*TASKS:*
**a)** According to the drug testing appendix, on what date did the program enhancement become effective?
**b)** In the drug testing appendix, reproduce word for word the part that opens with the words containing "Drug Testing Program for" and closes with "A Drug-Free Workplace].".
::: SOURCE PASSAGE
Appendix O



Drug Testing Program for Penn State’s Defense Related Research Units, Applied Research Laboratory (ARL) and Electro-Optics Center (EOC)



This report is an overview of the updated drug testing program implemented at Penn State’s two Defense Related Research Units – the Applied Research Laboratory (ARL), a U.S. Navy University Affiliated Research Center (UARC), and the Electro-Optics Center (EOC), collectively referred to herein as the Laboratory.    The objectives of this program enhancement, which became effective July 1, 2016, are to maintain a Laboratory work force and work environment free from the effects of drug abuse, and to ensure the Laboratory’s compliance with related Federal and Penn State policies [i.e., DFARS 252.223-7004, Drug-Free Work Force (which applies to federal contracts that involve access to classified information) and Penn State Policy AD33, A Drug-Free Workplace].


The program covers Penn State employees whose assigned Penn State administrative unit is ARL or EOC, including wage payroll employees and students, as well as other Penn State employees who hold government security clearances and who perform their primary duties on Laboratory premises, such as Assistant Police Services Officers assigned in support of the Laboratory. Technical Service employees are excluded from this program, pending collective bargaining.
::::::
::: PROVIDED INFORMATION
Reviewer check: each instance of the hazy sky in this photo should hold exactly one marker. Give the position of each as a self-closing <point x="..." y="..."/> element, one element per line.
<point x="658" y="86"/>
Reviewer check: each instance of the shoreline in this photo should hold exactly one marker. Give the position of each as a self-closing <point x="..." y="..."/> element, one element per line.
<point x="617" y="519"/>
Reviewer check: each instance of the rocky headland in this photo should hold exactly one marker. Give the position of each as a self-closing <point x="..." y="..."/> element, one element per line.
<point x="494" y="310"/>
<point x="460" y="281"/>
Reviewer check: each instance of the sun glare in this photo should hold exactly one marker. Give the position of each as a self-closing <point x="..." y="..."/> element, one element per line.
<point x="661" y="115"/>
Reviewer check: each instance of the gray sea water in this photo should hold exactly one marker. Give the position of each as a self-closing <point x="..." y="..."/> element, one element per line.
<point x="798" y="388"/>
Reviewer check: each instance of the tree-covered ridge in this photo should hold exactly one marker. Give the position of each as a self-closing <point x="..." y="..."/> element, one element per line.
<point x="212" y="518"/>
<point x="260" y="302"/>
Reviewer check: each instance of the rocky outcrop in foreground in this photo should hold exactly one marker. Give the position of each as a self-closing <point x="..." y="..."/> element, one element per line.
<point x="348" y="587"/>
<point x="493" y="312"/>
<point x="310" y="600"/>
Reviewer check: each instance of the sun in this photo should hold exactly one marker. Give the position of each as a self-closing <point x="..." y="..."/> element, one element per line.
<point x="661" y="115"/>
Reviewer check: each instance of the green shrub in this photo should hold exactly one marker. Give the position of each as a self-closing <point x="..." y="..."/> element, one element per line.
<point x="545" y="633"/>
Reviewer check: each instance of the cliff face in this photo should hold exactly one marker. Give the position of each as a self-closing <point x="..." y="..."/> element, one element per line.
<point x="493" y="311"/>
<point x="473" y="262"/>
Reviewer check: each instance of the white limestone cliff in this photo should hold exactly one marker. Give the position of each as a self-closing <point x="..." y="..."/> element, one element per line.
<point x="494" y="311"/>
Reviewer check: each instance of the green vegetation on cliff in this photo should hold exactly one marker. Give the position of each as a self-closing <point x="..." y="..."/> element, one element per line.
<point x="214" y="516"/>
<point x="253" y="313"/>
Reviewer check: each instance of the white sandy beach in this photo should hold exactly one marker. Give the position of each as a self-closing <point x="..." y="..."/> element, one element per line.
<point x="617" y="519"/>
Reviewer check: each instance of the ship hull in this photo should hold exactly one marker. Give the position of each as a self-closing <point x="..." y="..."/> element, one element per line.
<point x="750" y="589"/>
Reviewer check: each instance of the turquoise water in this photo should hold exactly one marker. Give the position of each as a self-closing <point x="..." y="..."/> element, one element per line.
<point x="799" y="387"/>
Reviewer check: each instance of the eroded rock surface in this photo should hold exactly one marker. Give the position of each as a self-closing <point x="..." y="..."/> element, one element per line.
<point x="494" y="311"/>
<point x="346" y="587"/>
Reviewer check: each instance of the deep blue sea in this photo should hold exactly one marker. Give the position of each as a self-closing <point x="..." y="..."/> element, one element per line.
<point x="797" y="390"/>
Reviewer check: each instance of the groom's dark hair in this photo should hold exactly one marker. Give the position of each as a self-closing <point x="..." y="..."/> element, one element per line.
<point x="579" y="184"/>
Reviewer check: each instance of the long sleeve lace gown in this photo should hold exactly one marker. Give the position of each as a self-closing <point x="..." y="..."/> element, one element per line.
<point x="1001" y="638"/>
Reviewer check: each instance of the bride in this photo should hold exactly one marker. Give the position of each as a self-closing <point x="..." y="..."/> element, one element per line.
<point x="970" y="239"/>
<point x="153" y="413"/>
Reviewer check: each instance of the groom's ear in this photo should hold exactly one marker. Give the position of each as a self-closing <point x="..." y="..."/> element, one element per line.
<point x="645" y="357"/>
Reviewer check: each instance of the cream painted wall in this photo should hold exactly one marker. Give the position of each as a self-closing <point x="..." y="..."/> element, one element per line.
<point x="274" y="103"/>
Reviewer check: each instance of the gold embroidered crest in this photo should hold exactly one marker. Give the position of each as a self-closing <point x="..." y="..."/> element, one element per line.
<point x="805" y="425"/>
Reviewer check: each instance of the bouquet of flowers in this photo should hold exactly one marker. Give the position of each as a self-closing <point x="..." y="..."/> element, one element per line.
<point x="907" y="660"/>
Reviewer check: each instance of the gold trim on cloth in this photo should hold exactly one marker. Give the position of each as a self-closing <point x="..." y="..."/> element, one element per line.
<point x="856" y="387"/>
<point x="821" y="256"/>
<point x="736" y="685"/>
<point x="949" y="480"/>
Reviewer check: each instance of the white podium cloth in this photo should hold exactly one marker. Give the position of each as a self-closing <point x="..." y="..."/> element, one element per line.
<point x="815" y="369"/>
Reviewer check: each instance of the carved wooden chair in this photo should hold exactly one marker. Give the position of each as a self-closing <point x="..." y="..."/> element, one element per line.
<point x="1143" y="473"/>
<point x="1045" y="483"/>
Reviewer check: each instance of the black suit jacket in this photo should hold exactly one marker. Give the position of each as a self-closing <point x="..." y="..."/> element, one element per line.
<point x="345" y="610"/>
::::::
*ANSWERS BY TASK:*
**a)** July 1, 2016

**b)**
Drug Testing Program for Penn State’s Defense Related Research Units, Applied Research Laboratory (ARL) and Electro-Optics Center (EOC)



This report is an overview of the updated drug testing program implemented at Penn State’s two Defense Related Research Units – the Applied Research Laboratory (ARL), a U.S. Navy University Affiliated Research Center (UARC), and the Electro-Optics Center (EOC), collectively referred to herein as the Laboratory.    The objectives of this program enhancement, which became effective July 1, 2016, are to maintain a Laboratory work force and work environment free from the effects of drug abuse, and to ensure the Laboratory’s compliance with related Federal and Penn State policies [i.e., DFARS 252.223-7004, Drug-Free Work Force (which applies to federal contracts that involve access to classified information) and Penn State Policy AD33, A Drug-Free Workplace].